» BRIEF: Pick out each line of the material that contains the string "crew" and copy it unchanged, treating uppercase and lowercase letters as different.

» Point placement records:
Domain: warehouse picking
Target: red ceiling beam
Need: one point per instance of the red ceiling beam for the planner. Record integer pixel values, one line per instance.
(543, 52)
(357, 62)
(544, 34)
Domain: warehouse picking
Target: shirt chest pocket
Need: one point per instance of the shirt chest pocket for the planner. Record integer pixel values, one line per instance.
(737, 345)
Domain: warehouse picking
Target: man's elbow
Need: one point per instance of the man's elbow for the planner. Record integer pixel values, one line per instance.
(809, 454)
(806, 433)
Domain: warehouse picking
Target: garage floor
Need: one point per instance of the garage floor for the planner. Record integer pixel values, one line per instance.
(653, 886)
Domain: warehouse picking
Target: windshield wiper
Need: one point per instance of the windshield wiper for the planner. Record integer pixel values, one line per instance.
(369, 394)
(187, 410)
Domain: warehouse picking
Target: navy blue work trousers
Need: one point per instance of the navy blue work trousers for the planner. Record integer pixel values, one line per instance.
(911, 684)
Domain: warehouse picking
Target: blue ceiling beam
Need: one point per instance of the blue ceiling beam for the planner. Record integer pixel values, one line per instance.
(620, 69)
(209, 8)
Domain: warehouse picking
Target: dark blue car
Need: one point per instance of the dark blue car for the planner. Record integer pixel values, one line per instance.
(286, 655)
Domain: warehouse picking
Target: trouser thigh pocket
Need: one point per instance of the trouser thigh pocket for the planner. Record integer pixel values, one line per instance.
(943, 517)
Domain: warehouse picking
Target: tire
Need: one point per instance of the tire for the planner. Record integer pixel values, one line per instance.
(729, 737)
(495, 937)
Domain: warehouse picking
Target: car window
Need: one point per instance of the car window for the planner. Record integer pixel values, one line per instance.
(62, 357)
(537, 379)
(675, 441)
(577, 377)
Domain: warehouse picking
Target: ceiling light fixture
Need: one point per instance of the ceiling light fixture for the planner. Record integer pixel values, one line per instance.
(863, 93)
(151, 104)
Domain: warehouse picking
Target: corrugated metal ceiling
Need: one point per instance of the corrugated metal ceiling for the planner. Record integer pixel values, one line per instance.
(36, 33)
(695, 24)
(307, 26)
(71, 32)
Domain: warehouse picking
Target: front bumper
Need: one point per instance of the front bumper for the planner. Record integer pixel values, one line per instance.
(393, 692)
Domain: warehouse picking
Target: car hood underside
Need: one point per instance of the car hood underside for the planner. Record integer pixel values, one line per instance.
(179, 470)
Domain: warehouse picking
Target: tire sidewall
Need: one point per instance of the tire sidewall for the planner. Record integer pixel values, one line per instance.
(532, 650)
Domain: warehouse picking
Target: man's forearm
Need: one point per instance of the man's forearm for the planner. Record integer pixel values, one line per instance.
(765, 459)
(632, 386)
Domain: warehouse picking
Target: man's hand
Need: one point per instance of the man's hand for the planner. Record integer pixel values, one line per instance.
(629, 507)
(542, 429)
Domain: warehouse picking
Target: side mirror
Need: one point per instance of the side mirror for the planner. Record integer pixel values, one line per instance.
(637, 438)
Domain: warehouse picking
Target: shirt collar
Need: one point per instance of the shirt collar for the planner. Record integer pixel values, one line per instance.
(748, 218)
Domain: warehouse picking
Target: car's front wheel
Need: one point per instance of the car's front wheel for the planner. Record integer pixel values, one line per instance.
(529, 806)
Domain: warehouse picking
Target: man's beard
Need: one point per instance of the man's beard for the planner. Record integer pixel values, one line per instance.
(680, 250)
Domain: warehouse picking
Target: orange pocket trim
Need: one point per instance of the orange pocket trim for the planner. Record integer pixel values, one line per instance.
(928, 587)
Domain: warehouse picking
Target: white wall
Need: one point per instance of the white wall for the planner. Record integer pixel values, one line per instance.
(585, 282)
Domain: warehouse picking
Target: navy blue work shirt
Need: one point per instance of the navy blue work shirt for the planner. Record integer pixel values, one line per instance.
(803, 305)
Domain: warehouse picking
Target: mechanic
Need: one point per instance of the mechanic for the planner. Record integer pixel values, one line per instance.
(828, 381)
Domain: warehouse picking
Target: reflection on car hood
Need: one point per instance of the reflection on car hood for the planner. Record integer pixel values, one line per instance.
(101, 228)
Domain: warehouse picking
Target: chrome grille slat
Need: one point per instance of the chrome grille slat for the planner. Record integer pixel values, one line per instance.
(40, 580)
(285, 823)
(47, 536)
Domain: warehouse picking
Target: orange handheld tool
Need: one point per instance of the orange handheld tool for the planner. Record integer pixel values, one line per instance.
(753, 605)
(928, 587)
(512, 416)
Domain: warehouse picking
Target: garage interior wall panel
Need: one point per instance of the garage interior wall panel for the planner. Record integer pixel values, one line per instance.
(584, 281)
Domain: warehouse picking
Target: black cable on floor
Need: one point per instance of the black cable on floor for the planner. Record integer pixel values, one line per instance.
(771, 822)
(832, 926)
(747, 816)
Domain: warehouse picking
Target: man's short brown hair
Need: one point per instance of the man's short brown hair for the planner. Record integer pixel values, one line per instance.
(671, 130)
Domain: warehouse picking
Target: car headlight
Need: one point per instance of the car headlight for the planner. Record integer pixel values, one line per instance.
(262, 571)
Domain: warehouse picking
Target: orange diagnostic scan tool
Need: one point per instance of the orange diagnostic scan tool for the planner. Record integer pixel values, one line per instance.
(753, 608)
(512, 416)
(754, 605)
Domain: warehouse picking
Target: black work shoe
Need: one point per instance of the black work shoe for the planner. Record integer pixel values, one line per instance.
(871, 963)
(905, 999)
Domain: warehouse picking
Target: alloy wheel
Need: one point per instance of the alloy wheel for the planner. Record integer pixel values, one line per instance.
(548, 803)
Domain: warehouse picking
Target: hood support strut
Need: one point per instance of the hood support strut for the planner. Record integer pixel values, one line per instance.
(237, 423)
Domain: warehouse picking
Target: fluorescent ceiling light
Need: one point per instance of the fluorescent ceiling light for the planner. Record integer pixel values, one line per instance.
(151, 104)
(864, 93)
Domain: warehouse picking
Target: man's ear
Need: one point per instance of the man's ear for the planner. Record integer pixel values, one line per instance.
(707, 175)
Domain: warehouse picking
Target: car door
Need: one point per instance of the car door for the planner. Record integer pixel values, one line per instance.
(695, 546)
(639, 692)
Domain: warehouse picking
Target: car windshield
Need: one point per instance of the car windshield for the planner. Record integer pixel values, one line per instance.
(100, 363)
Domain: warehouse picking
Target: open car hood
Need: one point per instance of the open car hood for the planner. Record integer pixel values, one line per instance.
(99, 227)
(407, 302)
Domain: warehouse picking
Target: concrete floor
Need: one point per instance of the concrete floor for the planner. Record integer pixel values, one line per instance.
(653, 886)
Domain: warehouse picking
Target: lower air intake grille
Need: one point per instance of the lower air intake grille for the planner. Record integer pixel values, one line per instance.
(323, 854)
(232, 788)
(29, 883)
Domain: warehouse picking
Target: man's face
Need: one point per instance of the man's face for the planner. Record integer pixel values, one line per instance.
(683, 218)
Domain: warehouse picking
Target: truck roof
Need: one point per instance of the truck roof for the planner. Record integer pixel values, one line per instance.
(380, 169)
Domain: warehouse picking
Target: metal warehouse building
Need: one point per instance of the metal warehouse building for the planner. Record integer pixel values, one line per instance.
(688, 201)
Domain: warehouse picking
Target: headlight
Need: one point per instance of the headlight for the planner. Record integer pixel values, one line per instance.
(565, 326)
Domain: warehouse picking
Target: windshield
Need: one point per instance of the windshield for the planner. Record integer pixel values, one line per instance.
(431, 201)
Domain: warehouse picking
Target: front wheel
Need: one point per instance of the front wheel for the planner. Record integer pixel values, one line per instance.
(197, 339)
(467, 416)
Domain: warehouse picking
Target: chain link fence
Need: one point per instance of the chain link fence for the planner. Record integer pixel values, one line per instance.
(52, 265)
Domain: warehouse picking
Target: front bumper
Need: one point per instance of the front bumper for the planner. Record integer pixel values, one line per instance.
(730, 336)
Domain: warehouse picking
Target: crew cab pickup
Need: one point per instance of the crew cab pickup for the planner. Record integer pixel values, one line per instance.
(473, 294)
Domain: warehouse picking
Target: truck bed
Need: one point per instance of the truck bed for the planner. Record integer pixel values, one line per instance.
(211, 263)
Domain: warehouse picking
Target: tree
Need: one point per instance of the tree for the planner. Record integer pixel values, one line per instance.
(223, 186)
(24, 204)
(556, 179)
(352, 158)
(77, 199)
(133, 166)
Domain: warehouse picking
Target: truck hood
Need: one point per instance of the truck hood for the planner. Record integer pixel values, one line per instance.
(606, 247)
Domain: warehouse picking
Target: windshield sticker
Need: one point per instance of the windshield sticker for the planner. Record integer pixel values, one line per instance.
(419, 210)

» FINAL ANSWER:
Target: crew cab pickup
Need: one point per instance of the crew cab pickup for the planner. Record integer pixel values, one line per instance.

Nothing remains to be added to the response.